◆ WHAT YOU NEED TO DO:
a – Write out the patent text, starting with "The method according" and going on through "of radio resources.".
b – Which company does the patent text list as the original assignee?

US20140029534A1

US20140029534A1 - Method for delivering information to a radio access network

Info

Publication number: US20140029534A1
Application number: US13/954,412
Authority: US
Inventors: Andrea De Pasquale; Clara Serrano Solsona; Francisco Javier Dominguez Romero
Original assignee: Vodafone IP Licensing Ltd
Current assignee: Vodafone IP Licensing Ltd
Priority date: 2012-07-30
Filing date: 2013-07-30
Publication date: 2014-01-30
Also published as: ES2441140R1; EP2693797A3; ES2441140A2; ES2441140B1; EP2693797A2

Abstract

A method for delivering information (120) to a Radio Access Network of a telecommunications network includes executing an application for collecting information (120) in a user equipment (10); encapsulating (s101) the information (120) collected by the application in a packet (100); sending (s102) the packet from the user equipment (10) to a network entity (20, 30) of the Radio Access Network; detecting (s103) the packet by the network entity (20, 30) of the Radio Access Network; retrieving (s104) the collected information (120) encapsulated in the packet by the network entity (20, 30) of the Radio Access Network; and, configuring (s105) a set of Radio Access Network parameters by the network entity (20, 30) of the Radio Access Network based on the collected information (120). A network entity (20, 30) of a Radio Access Network and to a user equipment (10) for delivering information to a Radio Access Network are also disclosed.

Description

CROSS-REFERENCE TO RELATED APPLICATION

This application which claims the benefit of Ser. No. 201231230, filed 30 Jul. 2012 in Spain, and is hereby incorporated by reference in its entirety. To the extent appropriate, a claim of priority is made to the above disclosed application.

TECHNICAL FIELD

The present disclosure has its application within the field of telecommunications.

BACKGROUND

The introduction of smartphones has strongly increased the level of variety of services and type of user experience within the mobile world; as an example, the type and version of the operating system, the phone model, the characteristics of the installed applications in the smartphone and the type of web pages navigated by the end user all contribute to provide a different set of requirements towards the Network in terms of single connection optimization as well as overload management.
A central point of network optimization is the UTRAN. According to the 3GPP standard TS 25.301 only access-layer information is well known by BSC/RNCs and LTE eNodeBs, whilst, instead, a big amount of useful information for optimization is contained in the so called Application Layer or Non-Access Stratum layer.
Access Network optimization therefore becomes an increasingly complex task since access is blind on a huge amount of information available at the end user terminal.

SUMMARY

The present disclosure refers to a method for delivering information to a Radio Access Network, to a network entity of the Radio Access Network and to a user equipment for delivering information to a Radio Access Network according to claims 1, 14 and 17, respectively. Preferred embodiments of the method and the network entity are defined in the dependent claims.
The method according to the present disclosure serves to solve the aforesaid problem by providing a network entity of the Radio Access Network with specific user equipment (UE) information in order to optimise the use of radio resources.

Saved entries
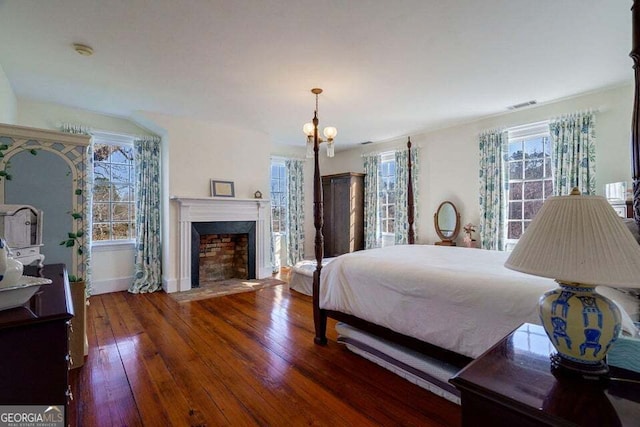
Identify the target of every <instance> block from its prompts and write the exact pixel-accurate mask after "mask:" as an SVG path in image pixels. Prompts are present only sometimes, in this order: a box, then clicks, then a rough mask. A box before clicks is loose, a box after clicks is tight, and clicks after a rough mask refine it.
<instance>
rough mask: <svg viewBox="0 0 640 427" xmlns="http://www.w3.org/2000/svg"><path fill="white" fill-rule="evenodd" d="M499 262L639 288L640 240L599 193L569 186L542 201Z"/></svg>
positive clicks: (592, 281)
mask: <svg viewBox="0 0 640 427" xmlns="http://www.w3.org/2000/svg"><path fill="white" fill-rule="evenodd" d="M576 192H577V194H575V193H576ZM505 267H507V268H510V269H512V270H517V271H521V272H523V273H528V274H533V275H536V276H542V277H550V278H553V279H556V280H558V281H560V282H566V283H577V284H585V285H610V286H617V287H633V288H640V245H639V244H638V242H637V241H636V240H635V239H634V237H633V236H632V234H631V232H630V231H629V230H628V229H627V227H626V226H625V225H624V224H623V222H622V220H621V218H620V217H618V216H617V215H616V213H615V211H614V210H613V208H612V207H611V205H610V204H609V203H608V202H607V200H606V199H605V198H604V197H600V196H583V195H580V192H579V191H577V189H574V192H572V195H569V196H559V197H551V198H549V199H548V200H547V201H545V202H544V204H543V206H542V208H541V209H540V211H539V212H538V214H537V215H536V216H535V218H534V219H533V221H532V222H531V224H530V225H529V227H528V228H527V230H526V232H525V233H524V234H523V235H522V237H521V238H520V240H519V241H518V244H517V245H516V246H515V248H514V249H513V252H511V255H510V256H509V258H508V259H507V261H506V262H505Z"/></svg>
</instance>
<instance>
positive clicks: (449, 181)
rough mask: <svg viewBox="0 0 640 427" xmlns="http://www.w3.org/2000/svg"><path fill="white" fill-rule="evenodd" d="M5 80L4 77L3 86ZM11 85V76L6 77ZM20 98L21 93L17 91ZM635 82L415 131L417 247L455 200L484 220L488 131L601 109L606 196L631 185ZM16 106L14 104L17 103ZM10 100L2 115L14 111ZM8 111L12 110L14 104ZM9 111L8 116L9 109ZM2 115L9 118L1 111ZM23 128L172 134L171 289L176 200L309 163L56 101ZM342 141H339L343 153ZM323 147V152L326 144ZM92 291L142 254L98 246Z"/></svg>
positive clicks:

---

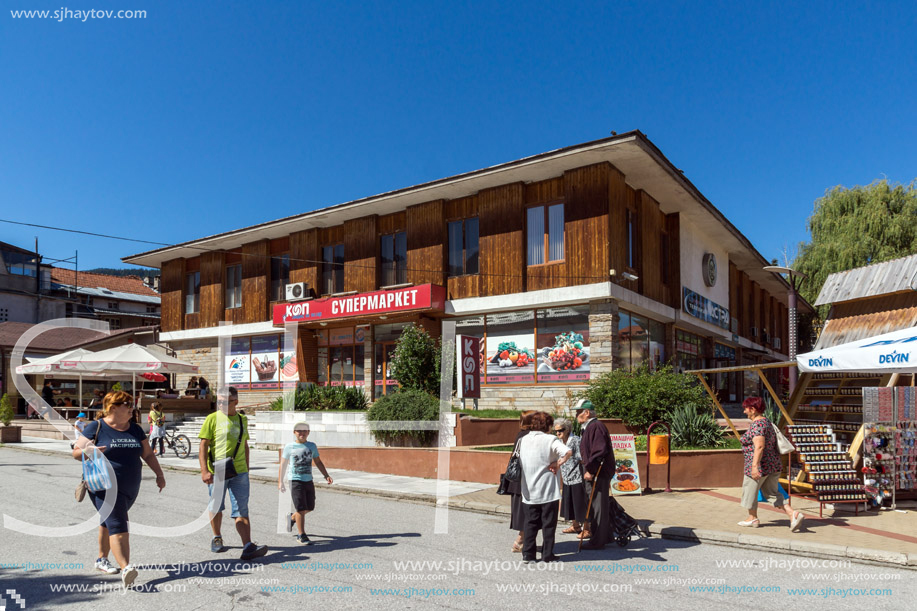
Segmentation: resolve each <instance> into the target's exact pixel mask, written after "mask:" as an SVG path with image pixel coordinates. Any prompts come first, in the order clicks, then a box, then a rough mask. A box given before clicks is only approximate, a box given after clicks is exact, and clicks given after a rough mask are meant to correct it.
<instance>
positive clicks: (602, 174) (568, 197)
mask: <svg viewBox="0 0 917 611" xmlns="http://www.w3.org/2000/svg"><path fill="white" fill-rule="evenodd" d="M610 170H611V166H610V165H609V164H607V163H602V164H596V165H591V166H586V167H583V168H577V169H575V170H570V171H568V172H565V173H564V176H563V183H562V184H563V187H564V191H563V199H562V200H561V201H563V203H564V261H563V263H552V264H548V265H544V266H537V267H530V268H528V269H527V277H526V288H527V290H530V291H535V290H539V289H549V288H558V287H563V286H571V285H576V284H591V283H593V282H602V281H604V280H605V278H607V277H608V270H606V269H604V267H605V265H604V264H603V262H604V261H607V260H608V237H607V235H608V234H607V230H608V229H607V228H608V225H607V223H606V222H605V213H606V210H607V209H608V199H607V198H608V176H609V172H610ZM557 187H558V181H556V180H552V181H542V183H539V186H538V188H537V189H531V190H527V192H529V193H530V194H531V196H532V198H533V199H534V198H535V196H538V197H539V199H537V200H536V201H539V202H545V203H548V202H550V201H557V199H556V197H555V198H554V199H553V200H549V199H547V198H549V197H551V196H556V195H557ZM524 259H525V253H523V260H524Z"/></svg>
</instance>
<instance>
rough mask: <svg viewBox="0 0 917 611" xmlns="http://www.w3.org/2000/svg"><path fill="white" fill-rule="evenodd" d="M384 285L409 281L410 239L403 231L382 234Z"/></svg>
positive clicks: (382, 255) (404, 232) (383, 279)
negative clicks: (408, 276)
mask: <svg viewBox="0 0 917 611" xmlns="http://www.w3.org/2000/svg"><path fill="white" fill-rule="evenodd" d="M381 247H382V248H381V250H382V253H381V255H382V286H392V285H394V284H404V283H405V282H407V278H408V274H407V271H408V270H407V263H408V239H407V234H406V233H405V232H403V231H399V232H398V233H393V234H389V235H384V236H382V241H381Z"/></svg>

◆ ANSWERS BY TASK:
a –
The method according to the present disclosure serves to solve the aforesaid problem by providing a network entity of the Radio Access Network with specific user equipment (UE) information in order to optimise the use of radio resources.

b – Vodafone IP Licensing Ltd